THE TASK: Write out each line of the entries below that holds the word "yellow".

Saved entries
+===+

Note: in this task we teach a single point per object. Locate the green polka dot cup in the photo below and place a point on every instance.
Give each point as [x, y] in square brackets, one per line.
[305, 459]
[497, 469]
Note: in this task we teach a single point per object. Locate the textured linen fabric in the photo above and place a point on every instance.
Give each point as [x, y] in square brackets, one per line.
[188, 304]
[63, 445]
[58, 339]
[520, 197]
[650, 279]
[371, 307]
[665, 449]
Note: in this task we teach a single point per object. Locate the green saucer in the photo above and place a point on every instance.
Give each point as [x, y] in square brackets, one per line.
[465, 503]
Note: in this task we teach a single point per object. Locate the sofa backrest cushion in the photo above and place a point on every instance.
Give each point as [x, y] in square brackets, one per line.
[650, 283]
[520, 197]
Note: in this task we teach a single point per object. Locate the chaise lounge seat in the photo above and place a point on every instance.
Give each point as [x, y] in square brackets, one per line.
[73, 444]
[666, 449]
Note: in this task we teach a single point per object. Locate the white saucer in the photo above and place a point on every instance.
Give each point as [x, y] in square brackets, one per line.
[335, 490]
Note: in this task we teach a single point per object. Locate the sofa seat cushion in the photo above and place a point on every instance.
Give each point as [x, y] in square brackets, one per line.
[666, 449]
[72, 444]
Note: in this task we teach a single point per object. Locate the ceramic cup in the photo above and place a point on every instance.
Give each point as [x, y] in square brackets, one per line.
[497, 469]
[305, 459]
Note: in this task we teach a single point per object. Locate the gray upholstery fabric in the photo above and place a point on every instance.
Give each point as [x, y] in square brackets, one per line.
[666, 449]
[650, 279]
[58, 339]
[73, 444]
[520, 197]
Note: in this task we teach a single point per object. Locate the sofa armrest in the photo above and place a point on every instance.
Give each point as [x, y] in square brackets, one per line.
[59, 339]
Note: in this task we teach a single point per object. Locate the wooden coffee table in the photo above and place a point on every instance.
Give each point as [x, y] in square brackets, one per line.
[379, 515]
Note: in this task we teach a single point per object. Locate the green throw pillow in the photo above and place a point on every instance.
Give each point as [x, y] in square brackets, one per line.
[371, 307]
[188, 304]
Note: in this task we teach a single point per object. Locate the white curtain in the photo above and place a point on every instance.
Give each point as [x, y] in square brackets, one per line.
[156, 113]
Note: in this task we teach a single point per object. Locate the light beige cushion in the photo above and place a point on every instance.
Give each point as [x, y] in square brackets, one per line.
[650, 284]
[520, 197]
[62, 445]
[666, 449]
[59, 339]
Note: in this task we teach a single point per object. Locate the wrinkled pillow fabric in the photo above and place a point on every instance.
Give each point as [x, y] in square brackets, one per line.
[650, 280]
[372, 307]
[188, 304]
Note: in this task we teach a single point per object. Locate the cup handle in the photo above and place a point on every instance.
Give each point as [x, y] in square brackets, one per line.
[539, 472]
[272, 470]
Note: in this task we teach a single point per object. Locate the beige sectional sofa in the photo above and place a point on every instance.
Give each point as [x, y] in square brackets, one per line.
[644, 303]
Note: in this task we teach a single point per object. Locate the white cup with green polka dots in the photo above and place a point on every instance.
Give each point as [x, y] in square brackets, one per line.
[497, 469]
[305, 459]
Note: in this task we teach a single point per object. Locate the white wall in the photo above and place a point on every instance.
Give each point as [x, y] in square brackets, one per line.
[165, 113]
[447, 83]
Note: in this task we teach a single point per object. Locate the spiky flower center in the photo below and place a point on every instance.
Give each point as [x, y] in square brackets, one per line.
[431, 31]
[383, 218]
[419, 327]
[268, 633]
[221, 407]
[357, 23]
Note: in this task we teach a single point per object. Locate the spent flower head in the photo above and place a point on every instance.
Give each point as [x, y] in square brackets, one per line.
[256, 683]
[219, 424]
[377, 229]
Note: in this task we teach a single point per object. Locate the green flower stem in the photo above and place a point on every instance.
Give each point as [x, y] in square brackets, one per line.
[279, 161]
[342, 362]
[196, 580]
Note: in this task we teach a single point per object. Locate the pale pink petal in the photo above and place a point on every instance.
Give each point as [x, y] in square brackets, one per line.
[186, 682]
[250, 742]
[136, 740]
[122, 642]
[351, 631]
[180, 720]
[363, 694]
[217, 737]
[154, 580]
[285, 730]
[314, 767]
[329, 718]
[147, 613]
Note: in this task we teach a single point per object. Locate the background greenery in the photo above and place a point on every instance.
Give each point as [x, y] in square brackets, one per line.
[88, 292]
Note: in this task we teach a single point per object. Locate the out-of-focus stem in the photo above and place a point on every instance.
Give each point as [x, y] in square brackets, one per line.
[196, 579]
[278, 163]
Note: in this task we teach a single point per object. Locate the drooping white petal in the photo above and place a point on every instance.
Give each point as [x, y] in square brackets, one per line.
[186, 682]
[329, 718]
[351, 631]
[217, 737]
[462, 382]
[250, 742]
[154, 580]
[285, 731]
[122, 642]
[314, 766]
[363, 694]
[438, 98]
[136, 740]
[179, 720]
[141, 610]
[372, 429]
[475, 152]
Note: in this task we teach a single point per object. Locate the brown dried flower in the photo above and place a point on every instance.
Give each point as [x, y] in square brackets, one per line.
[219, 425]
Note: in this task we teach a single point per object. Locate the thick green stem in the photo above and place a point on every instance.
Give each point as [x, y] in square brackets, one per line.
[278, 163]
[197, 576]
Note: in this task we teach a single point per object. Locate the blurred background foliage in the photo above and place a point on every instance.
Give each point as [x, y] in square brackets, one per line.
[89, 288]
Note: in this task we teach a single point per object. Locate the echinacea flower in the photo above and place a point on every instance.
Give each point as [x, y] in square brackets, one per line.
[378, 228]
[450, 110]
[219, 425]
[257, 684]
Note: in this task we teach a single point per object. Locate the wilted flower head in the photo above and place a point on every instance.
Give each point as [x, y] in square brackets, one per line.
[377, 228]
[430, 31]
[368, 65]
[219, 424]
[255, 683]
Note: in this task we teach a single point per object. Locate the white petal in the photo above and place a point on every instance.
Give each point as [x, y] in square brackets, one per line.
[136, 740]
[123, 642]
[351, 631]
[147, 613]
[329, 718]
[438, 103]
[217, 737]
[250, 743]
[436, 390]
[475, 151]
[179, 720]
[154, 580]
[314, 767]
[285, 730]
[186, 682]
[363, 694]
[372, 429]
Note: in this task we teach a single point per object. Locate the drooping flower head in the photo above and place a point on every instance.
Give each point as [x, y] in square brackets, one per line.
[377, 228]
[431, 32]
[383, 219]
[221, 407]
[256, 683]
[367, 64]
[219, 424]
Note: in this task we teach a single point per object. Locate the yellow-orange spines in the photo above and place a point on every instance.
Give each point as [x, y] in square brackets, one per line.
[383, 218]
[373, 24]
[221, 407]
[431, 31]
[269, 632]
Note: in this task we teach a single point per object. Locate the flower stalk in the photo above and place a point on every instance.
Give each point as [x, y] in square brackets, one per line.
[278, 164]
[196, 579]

+===+

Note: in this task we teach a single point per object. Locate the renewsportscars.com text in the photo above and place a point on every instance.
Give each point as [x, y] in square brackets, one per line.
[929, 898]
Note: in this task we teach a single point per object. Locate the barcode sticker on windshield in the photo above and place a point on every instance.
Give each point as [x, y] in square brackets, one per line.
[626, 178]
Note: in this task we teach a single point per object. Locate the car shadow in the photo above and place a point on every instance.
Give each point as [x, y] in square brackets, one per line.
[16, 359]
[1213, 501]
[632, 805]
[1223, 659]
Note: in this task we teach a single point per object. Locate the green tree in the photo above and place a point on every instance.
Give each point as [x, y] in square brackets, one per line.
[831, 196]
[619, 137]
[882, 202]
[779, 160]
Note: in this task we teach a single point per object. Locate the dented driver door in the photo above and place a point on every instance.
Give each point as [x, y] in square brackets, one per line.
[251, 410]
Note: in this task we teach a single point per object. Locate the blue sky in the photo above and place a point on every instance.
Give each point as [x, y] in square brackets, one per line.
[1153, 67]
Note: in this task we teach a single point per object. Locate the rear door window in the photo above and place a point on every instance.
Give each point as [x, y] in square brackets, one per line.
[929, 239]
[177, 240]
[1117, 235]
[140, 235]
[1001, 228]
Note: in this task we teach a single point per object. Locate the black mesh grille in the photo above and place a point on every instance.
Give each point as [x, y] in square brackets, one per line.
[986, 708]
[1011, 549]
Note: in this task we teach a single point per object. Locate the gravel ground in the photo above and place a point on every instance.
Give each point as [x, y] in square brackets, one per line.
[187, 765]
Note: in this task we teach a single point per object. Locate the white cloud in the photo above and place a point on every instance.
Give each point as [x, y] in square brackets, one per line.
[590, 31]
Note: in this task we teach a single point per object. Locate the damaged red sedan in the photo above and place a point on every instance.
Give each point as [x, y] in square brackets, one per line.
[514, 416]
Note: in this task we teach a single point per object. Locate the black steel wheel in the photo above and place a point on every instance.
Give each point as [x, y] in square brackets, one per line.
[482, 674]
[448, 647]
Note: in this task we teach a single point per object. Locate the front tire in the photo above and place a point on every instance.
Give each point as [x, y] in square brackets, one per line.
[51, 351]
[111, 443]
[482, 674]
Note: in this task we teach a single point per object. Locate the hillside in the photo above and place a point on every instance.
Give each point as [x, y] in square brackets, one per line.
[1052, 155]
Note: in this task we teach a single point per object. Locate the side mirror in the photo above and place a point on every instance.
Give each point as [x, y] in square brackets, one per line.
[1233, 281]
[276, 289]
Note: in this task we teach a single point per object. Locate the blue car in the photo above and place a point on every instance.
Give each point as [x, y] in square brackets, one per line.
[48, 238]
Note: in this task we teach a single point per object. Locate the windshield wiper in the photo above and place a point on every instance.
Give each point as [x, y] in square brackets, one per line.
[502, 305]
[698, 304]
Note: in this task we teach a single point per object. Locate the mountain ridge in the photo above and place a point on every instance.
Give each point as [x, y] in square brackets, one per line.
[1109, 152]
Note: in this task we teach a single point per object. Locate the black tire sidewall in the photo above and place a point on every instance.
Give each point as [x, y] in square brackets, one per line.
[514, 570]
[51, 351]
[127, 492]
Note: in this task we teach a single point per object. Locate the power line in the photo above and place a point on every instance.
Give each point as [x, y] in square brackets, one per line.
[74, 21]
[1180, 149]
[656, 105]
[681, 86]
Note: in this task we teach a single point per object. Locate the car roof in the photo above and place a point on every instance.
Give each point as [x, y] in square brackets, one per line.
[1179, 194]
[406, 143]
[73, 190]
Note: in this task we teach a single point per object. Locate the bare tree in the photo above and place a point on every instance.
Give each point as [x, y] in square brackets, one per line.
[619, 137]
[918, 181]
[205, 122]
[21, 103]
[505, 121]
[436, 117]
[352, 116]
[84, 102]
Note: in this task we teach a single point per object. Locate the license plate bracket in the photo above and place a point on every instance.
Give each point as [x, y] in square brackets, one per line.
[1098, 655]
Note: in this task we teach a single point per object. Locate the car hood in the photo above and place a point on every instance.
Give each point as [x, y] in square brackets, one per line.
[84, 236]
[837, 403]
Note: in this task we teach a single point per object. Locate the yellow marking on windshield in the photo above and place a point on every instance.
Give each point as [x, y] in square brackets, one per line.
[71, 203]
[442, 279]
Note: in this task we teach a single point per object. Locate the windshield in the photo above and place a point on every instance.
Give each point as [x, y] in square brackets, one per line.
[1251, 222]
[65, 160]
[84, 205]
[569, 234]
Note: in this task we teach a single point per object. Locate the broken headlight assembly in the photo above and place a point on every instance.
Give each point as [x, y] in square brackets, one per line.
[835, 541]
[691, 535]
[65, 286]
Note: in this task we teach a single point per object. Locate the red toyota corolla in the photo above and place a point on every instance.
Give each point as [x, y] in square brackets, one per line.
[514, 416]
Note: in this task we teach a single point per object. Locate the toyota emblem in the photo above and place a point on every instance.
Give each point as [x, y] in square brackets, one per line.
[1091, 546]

+===+

RESULT:
Note: in this task we teach a single point per object. Locate the yellow-orange spines in the photo above and place a point on every instance.
Note: in this task we teach a single point per object. Locate the yellow marking on windshield in the photo above and place a point on every instance.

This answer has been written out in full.